| Requirement |
Arrange each line of the records below as a Markdown table with the columns "Row" and "Text", numbering the rows and leaving out blank lines. Omit the pictures.

| Input records |
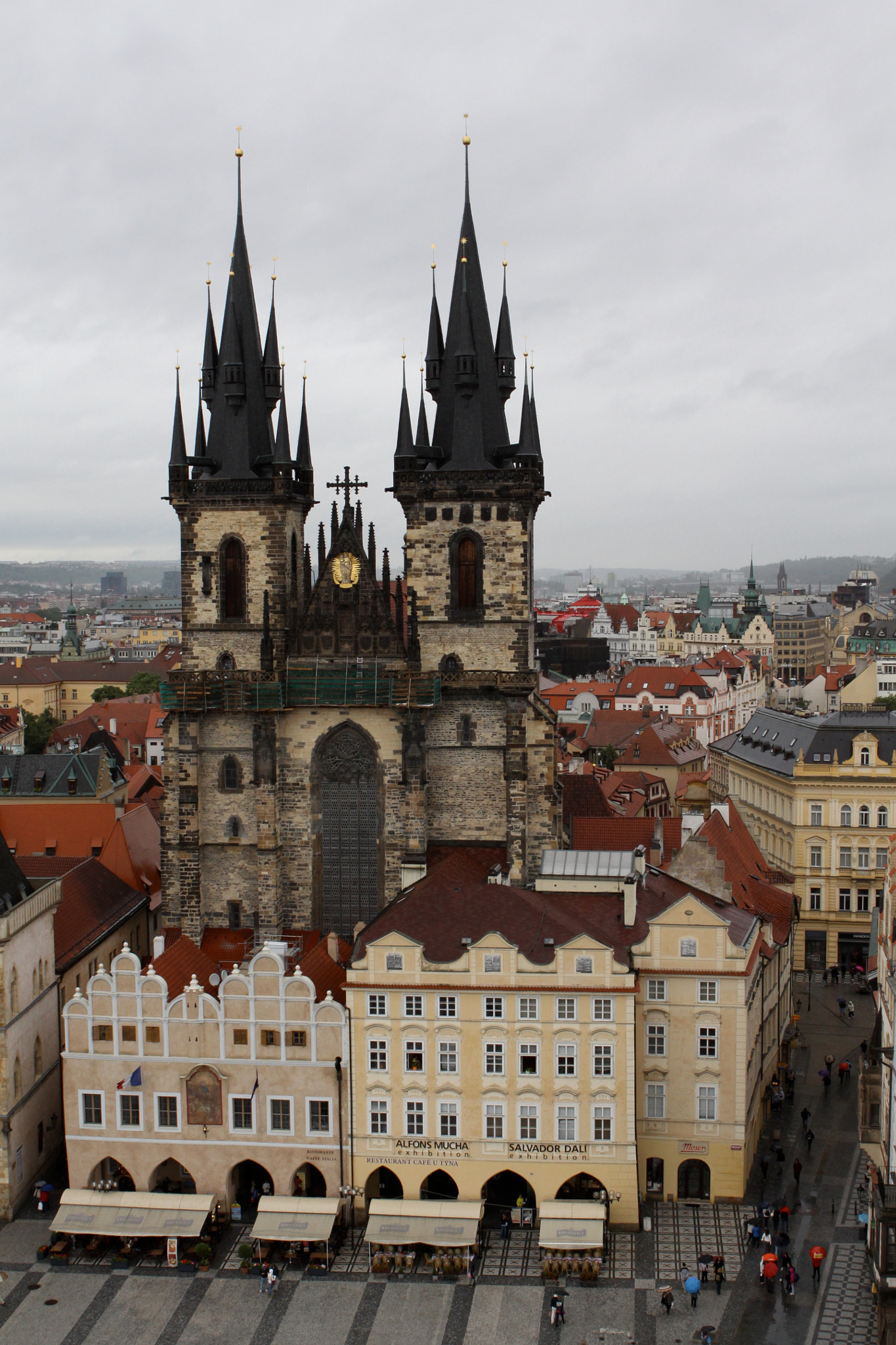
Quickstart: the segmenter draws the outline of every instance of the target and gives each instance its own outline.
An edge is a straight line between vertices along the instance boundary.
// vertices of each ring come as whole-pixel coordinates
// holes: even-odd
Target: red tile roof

| Expected output |
| Row | Text |
|---|---|
| 1 | Quickstart: the segmenter draws the outline of every instance of the target and gives each instance its own outline. |
| 2 | An edge is a straight line between vertices along the instance boundary. |
| 3 | // vertices of each ring come as whole-pixel coordinates |
| 4 | // holes: even-odd |
| 5 | Target: red tile roof |